**Task**
Repeat the listing that follows without a single change.

**Excerpted data**
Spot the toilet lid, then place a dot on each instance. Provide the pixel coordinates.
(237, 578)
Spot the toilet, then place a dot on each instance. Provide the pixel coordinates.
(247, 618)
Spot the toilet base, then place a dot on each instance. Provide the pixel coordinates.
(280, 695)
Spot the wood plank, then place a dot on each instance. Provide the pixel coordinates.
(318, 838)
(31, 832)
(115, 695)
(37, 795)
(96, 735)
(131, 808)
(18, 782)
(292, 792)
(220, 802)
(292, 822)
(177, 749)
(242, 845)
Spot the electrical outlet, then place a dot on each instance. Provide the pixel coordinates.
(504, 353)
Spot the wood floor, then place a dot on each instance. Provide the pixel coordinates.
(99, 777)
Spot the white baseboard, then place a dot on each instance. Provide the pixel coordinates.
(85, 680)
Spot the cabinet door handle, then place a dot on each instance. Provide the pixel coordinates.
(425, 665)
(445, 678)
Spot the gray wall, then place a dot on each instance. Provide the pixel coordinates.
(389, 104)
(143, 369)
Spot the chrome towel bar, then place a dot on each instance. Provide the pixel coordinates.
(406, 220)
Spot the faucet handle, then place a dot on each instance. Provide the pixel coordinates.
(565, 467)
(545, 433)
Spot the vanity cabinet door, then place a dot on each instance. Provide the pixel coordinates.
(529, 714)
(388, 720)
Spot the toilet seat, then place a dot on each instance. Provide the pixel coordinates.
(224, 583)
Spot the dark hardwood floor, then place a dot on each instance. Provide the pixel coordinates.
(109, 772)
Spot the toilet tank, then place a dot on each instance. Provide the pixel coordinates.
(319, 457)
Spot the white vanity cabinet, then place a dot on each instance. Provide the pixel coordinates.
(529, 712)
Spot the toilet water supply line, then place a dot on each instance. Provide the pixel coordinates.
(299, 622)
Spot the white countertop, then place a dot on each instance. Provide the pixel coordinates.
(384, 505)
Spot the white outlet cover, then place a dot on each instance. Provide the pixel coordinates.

**Exercise result**
Spot the toilet lid, then place a dot on each instance. Provide the pixel coordinates.
(237, 578)
Spot the toilet, then place a dot on each instance. Provide the pixel coordinates.
(247, 618)
Spot the toilet base, then place a dot on each instance. Provide the pixel coordinates.
(280, 695)
Spot the wood plank, then place a dot on each instance. Provide the pixel coordinates.
(318, 838)
(31, 832)
(115, 695)
(37, 795)
(96, 735)
(131, 808)
(18, 782)
(292, 792)
(220, 802)
(292, 822)
(177, 749)
(242, 845)
Spot the electrical outlet, then place a dot on each instance. Provide the pixel coordinates.
(504, 353)
Spot the wood floor, then place a dot on each instance. Provide the pixel coordinates.
(99, 777)
Spot the white baseboard, then place a dot on each instance. Provide the pixel coordinates.
(85, 680)
Spot the cabinet door handle, then place a dot on each instance. Provide the pixel coordinates.
(425, 665)
(445, 678)
Spot the gray wall, then place a dot on each instance. Provide the pixel coordinates.
(389, 104)
(143, 369)
Spot the chrome towel bar, then place a dot on each instance. Provide the pixel coordinates.
(406, 220)
Spot the faucet handle, then place a dot on each instance. Provide the pixel coordinates.
(565, 467)
(545, 433)
Spot the vanity cabinet door, then place a dot on each instance. Provide the pixel coordinates.
(529, 714)
(388, 720)
Spot the toilet seat, then place a dot on each instance. Provide the pixel coordinates.
(224, 583)
Spot the dark hardwood floor, then place a dot on each instance. Provide the pixel coordinates.
(109, 772)
Spot the toilet tank, then place a dot on each instance. Provide the pixel coordinates.
(319, 457)
Spot the white vanity cabinet, then place a dot on each instance. Provide the pixel coordinates.
(529, 712)
Spot the toilet water supply line, then place a dot on each instance. Provide the pixel coordinates.
(299, 622)
Spot the white countertop, then place a dot on each instance. Provide the pixel coordinates.
(384, 505)
Spot the white outlet cover, then place a dot on each instance. Provide the pixel coordinates.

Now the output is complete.